*REQUIREMENT A*
Duplicate a passage from the Zombie Night Terror review, beginning with the words "If anyone has" and stopping after "effective and brilliant.".
*REQUIREMENT B*
According to the Zombie Night Terror review, where is the only color in the game found?

If anyone has ever played the Infectonator series, then its easy to feel right at home with Zombie Night Terror. More of an arcade experience than a simulator, Zombie Night Terror expertly blends the infection mechanics of the former games, whilst also providing a strategic element that was surprisingly effective and brilliant.
The game shows off a distinct pixel art style, which needs to be witnessed in-game to truly show off the effort put into the presentation. Animations pop wonderfully on both Zombies and Humans, with exaggerated shambling for the former and a gleefully manic flailing shown off in the latter. It does a wonderful job of showing off the respective behaviours of both parties; the zombies moving so grotesquely and slow, with the humans showing panic and fear appropriately. In general, the game looks wonderfully enticing with the pixel style. Being Black and White also lends itself to the gritty aesthetic, giving off an almost grind-house feel, reminiscent of 1960’s zombie movies. The only colour found is that in gore. Any enemies that you gouge with your razor jaws or over-sized mandibles bleed profusely, as do your horde when they come into contact with armed opponents. It’s a simple touch that helps raise the element of violence to a higher level than expected.

*DATASET*
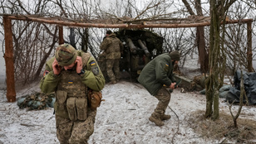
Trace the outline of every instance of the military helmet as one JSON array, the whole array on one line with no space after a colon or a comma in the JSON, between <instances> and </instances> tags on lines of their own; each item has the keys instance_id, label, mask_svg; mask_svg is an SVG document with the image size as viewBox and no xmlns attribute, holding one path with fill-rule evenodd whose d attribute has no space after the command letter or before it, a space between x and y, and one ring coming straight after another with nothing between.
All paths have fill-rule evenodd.
<instances>
[{"instance_id":1,"label":"military helmet","mask_svg":"<svg viewBox=\"0 0 256 144\"><path fill-rule=\"evenodd\" d=\"M56 49L55 58L61 66L68 66L73 64L76 56L76 50L69 44L60 45Z\"/></svg>"},{"instance_id":2,"label":"military helmet","mask_svg":"<svg viewBox=\"0 0 256 144\"><path fill-rule=\"evenodd\" d=\"M170 59L173 60L178 60L179 61L180 59L180 53L177 50L172 51L169 55L170 56Z\"/></svg>"}]
</instances>

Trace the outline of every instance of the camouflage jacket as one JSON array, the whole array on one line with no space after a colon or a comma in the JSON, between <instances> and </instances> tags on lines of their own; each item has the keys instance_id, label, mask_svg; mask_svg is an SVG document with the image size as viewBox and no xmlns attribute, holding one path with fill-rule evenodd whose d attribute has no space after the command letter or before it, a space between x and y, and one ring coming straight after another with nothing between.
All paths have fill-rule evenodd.
<instances>
[{"instance_id":1,"label":"camouflage jacket","mask_svg":"<svg viewBox=\"0 0 256 144\"><path fill-rule=\"evenodd\" d=\"M116 37L115 33L104 39L100 46L105 50L106 59L121 59L121 51L123 50L122 42Z\"/></svg>"},{"instance_id":2,"label":"camouflage jacket","mask_svg":"<svg viewBox=\"0 0 256 144\"><path fill-rule=\"evenodd\" d=\"M81 50L76 51L76 53L78 56L82 58L83 70L85 70L85 73L80 75L82 84L92 90L101 90L105 85L105 79L94 57L89 53L84 53ZM53 74L52 63L55 57L52 57L47 62L46 70L40 82L40 89L45 94L56 92L58 82L62 79L62 72L59 75ZM65 70L64 68L62 71L63 70ZM74 74L77 74L74 73Z\"/></svg>"},{"instance_id":3,"label":"camouflage jacket","mask_svg":"<svg viewBox=\"0 0 256 144\"><path fill-rule=\"evenodd\" d=\"M138 81L151 95L155 95L164 84L169 87L176 81L173 67L168 53L158 55L143 68Z\"/></svg>"}]
</instances>

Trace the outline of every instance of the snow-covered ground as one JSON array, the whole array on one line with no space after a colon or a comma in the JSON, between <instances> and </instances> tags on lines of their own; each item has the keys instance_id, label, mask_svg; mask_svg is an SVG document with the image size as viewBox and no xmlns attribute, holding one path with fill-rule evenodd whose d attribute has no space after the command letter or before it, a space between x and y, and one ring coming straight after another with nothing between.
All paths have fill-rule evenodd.
<instances>
[{"instance_id":1,"label":"snow-covered ground","mask_svg":"<svg viewBox=\"0 0 256 144\"><path fill-rule=\"evenodd\" d=\"M38 83L35 83L18 90L17 97L38 90ZM0 144L59 143L56 137L53 108L20 109L17 103L7 103L5 93L0 91ZM102 94L106 101L98 108L95 132L89 143L205 144L221 142L202 137L190 127L191 113L205 110L205 96L198 92L180 93L180 89L175 89L169 104L173 111L170 108L166 109L171 118L161 127L148 120L158 101L140 84L121 81L116 84L106 84ZM229 113L228 103L223 98L219 99L219 108L220 112ZM240 118L256 119L253 114L255 111L255 107L244 107L244 114Z\"/></svg>"}]
</instances>

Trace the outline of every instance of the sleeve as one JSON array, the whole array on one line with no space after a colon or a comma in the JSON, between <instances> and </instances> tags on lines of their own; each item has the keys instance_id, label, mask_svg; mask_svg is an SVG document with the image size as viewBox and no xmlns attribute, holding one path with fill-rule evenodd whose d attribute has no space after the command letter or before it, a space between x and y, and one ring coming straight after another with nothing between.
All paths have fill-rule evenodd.
<instances>
[{"instance_id":1,"label":"sleeve","mask_svg":"<svg viewBox=\"0 0 256 144\"><path fill-rule=\"evenodd\" d=\"M84 70L85 74L81 74L82 83L92 90L101 91L105 86L105 78L92 56L90 57Z\"/></svg>"},{"instance_id":2,"label":"sleeve","mask_svg":"<svg viewBox=\"0 0 256 144\"><path fill-rule=\"evenodd\" d=\"M157 61L155 65L155 79L166 86L170 86L172 83L172 80L167 75L169 66L168 64L160 60Z\"/></svg>"},{"instance_id":3,"label":"sleeve","mask_svg":"<svg viewBox=\"0 0 256 144\"><path fill-rule=\"evenodd\" d=\"M46 70L40 81L40 89L41 91L44 94L55 92L60 79L59 75L55 75L53 74L52 67L53 60L54 58L52 58L49 61L47 62Z\"/></svg>"},{"instance_id":4,"label":"sleeve","mask_svg":"<svg viewBox=\"0 0 256 144\"><path fill-rule=\"evenodd\" d=\"M111 41L109 38L106 37L106 38L104 39L104 41L101 44L100 49L101 50L106 50L110 44L111 44Z\"/></svg>"},{"instance_id":5,"label":"sleeve","mask_svg":"<svg viewBox=\"0 0 256 144\"><path fill-rule=\"evenodd\" d=\"M170 80L173 82L173 83L176 83L176 79L175 79L175 74L174 74L174 73L171 73L171 74L170 74Z\"/></svg>"},{"instance_id":6,"label":"sleeve","mask_svg":"<svg viewBox=\"0 0 256 144\"><path fill-rule=\"evenodd\" d=\"M124 50L124 46L121 41L119 41L119 46L120 46L120 50L122 52Z\"/></svg>"}]
</instances>

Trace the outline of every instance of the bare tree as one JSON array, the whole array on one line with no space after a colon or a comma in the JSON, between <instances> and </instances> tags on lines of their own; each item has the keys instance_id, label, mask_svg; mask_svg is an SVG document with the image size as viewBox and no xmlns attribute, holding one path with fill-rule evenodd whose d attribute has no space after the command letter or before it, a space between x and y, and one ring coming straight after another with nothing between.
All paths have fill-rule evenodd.
<instances>
[{"instance_id":1,"label":"bare tree","mask_svg":"<svg viewBox=\"0 0 256 144\"><path fill-rule=\"evenodd\" d=\"M235 0L210 0L211 25L209 31L209 74L205 81L206 111L205 117L216 120L219 113L219 89L222 87L226 65L224 42L220 40L221 22L224 22L229 7ZM224 22L222 25L222 37L224 34ZM220 79L220 80L219 79ZM214 110L213 110L214 108Z\"/></svg>"}]
</instances>

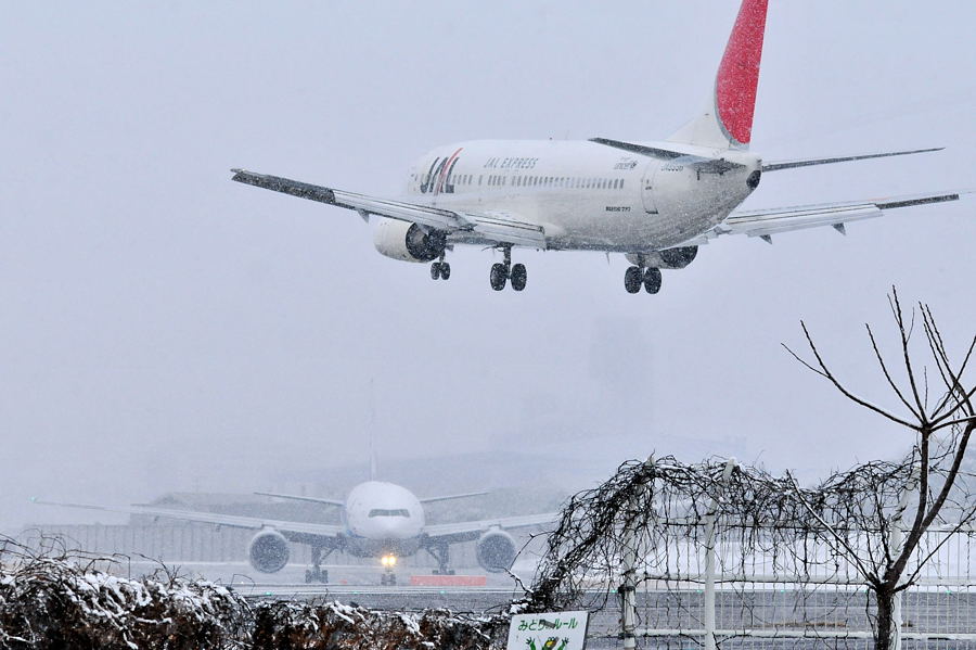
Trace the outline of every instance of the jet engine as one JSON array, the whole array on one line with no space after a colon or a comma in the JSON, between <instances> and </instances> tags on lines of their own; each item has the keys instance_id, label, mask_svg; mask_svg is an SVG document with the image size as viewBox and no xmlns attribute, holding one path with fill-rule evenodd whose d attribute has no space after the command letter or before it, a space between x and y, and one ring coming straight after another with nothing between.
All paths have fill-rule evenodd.
<instances>
[{"instance_id":1,"label":"jet engine","mask_svg":"<svg viewBox=\"0 0 976 650\"><path fill-rule=\"evenodd\" d=\"M644 268L684 268L698 255L698 246L678 246L653 253L628 253L627 262Z\"/></svg>"},{"instance_id":2,"label":"jet engine","mask_svg":"<svg viewBox=\"0 0 976 650\"><path fill-rule=\"evenodd\" d=\"M373 245L382 255L401 262L431 262L444 254L446 235L399 219L381 217L373 228Z\"/></svg>"},{"instance_id":3,"label":"jet engine","mask_svg":"<svg viewBox=\"0 0 976 650\"><path fill-rule=\"evenodd\" d=\"M288 561L288 540L278 531L264 530L251 540L247 557L261 573L281 571Z\"/></svg>"},{"instance_id":4,"label":"jet engine","mask_svg":"<svg viewBox=\"0 0 976 650\"><path fill-rule=\"evenodd\" d=\"M492 528L478 538L477 557L489 573L506 571L515 561L515 540L501 528Z\"/></svg>"}]
</instances>

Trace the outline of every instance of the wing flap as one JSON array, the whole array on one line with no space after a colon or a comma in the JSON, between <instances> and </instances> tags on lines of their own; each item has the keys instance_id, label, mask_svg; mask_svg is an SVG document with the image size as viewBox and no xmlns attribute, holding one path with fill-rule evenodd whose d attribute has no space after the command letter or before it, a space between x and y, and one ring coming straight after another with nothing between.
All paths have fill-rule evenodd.
<instances>
[{"instance_id":1,"label":"wing flap","mask_svg":"<svg viewBox=\"0 0 976 650\"><path fill-rule=\"evenodd\" d=\"M545 248L545 231L542 226L519 220L511 215L475 214L455 212L404 201L381 199L316 186L281 176L256 174L245 169L231 169L231 180L273 192L281 192L335 205L358 212L363 217L377 215L401 221L419 224L448 233L461 233L467 238L534 248Z\"/></svg>"},{"instance_id":2,"label":"wing flap","mask_svg":"<svg viewBox=\"0 0 976 650\"><path fill-rule=\"evenodd\" d=\"M515 517L499 517L496 519L483 519L480 521L463 521L450 524L434 524L424 528L428 537L454 537L476 539L488 528L498 526L506 531L541 526L558 519L557 512L543 512L541 514L521 514Z\"/></svg>"},{"instance_id":3,"label":"wing flap","mask_svg":"<svg viewBox=\"0 0 976 650\"><path fill-rule=\"evenodd\" d=\"M298 533L314 537L336 537L343 533L342 526L330 524L316 524L295 521L279 521L273 519L260 519L256 517L242 517L237 514L221 514L218 512L200 512L196 510L177 510L171 508L152 508L145 506L107 507L92 506L88 504L63 504L56 501L35 501L42 506L61 506L63 508L76 508L82 510L101 510L103 512L121 512L124 514L144 514L147 517L160 517L180 521L193 521L198 523L229 526L233 528L275 528L281 533Z\"/></svg>"}]
</instances>

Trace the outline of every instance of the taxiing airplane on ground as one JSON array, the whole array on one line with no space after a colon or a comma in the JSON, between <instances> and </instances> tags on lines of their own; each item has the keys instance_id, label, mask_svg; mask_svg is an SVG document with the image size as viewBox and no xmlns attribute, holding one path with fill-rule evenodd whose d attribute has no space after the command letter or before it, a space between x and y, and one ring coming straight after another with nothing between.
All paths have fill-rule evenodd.
<instances>
[{"instance_id":1,"label":"taxiing airplane on ground","mask_svg":"<svg viewBox=\"0 0 976 650\"><path fill-rule=\"evenodd\" d=\"M660 269L684 268L698 246L725 234L767 242L791 230L845 225L883 211L959 199L929 192L773 209L739 209L779 171L938 151L920 149L765 162L749 152L767 0L743 0L704 113L660 142L478 140L435 149L410 168L406 196L384 199L277 176L233 169L233 180L352 209L373 225L376 250L406 262L445 260L458 244L499 248L489 276L496 291L525 289L524 264L512 248L624 253L632 266L624 286L660 289Z\"/></svg>"},{"instance_id":2,"label":"taxiing airplane on ground","mask_svg":"<svg viewBox=\"0 0 976 650\"><path fill-rule=\"evenodd\" d=\"M255 494L341 508L342 525L273 521L150 506L108 508L84 504L36 502L251 528L257 533L248 545L247 556L251 565L262 573L275 573L284 568L288 561L290 541L306 544L311 547L312 556L312 568L305 574L305 579L309 583L329 582L329 572L321 565L322 560L332 551L341 550L358 558L380 558L387 570L382 577L384 585L396 584L393 569L397 558L412 556L422 549L437 560L438 569L435 573L452 574L450 547L461 541L477 540L476 556L485 571L491 573L508 571L517 552L515 540L508 531L547 524L555 521L557 517L554 513L529 514L427 525L424 519L424 504L486 493L420 499L406 487L382 481L360 483L349 492L345 501L273 493Z\"/></svg>"}]
</instances>

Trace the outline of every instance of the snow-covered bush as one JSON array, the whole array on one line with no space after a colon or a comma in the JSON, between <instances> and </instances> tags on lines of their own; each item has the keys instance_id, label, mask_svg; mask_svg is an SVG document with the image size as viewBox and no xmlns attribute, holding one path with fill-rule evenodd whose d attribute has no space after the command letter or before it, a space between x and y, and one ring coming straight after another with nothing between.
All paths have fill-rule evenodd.
<instances>
[{"instance_id":1,"label":"snow-covered bush","mask_svg":"<svg viewBox=\"0 0 976 650\"><path fill-rule=\"evenodd\" d=\"M106 561L0 539L0 649L490 650L508 629L504 614L251 601L162 566L119 577L100 569Z\"/></svg>"}]
</instances>

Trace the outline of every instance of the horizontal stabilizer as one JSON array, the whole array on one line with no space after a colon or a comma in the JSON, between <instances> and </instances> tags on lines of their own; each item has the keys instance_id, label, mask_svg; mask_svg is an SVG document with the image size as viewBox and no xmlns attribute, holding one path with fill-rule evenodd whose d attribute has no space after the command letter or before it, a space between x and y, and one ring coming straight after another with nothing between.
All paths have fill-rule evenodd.
<instances>
[{"instance_id":1,"label":"horizontal stabilizer","mask_svg":"<svg viewBox=\"0 0 976 650\"><path fill-rule=\"evenodd\" d=\"M763 171L779 171L780 169L796 169L797 167L812 167L813 165L832 165L834 163L850 163L851 161L866 161L868 158L886 158L888 156L906 156L913 153L929 153L942 151L945 146L932 149L913 149L911 151L889 151L884 153L862 153L835 158L796 158L793 161L774 161L762 165Z\"/></svg>"},{"instance_id":2,"label":"horizontal stabilizer","mask_svg":"<svg viewBox=\"0 0 976 650\"><path fill-rule=\"evenodd\" d=\"M832 226L835 230L846 234L845 224L879 217L887 209L927 205L929 203L942 203L958 201L963 194L971 194L973 190L956 190L948 192L930 192L926 194L910 194L902 196L887 196L883 199L865 199L863 201L846 201L838 203L821 203L817 205L796 205L791 207L774 207L768 209L736 211L729 218L712 228L703 235L682 242L684 246L708 243L709 240L723 234L745 234L758 237L762 241L772 243L774 234L817 228L819 226Z\"/></svg>"}]
</instances>

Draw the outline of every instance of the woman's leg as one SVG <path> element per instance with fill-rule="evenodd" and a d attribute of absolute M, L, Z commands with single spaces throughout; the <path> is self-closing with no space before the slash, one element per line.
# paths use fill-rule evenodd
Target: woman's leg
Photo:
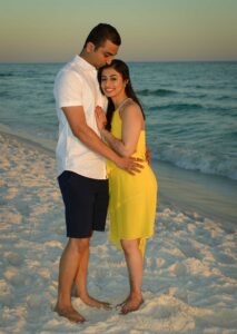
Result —
<path fill-rule="evenodd" d="M 130 283 L 130 295 L 121 307 L 121 313 L 127 314 L 137 311 L 142 303 L 141 284 L 144 258 L 139 249 L 139 239 L 122 239 L 121 246 L 125 253 Z"/>

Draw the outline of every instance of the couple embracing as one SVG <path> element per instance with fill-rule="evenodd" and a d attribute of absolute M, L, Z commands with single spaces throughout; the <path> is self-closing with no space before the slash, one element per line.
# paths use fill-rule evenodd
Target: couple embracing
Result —
<path fill-rule="evenodd" d="M 130 284 L 120 312 L 137 311 L 144 302 L 144 256 L 146 238 L 154 234 L 157 180 L 128 66 L 113 59 L 120 43 L 112 26 L 99 23 L 55 82 L 58 183 L 68 237 L 55 311 L 75 323 L 85 317 L 71 304 L 72 287 L 87 305 L 110 308 L 87 289 L 90 238 L 93 230 L 105 230 L 108 207 L 110 239 L 124 250 Z"/>

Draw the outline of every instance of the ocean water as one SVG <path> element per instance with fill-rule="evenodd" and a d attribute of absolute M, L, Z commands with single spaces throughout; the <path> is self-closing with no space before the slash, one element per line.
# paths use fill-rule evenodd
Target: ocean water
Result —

*WRITTEN ANSWER A*
If anyone has ever played the Infectonator series, then its easy to feel right at home with Zombie Night Terror. More of an arcade experience than a simulator, Zombie Night Terror expertly blends the infection mechanics of the former games, whilst also providing a strategic element that was surprisingly effective and brilliant.

*WRITTEN ANSWER B*
In gore.